[Materials provided Boundary: Start]
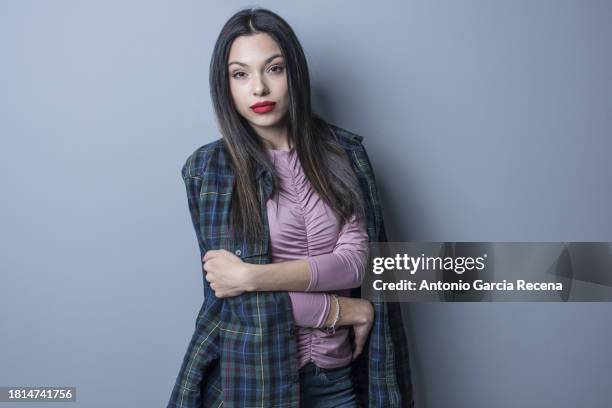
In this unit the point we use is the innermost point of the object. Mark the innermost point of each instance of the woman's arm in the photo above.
(343, 268)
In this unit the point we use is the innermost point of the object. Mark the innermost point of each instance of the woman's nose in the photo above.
(259, 86)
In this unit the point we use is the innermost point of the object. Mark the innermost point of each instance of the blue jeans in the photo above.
(326, 387)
[Materials provided Boundary: End]
### Exercise description
Copy the records exactly. Skip the pictures.

### Task result
In this unit the point we use is the innermost point of the object. Mark the innermost point of each instance of the woman's arm in the photo above.
(343, 268)
In this unit the point we use is the innermost point of the object. Mark the innermost point of each instance of the woman's nose in the photo above.
(259, 86)
In this unit the point we use is the innermost point of the object. Mark the innermost point of each instance of the blue jeans in the photo above.
(326, 387)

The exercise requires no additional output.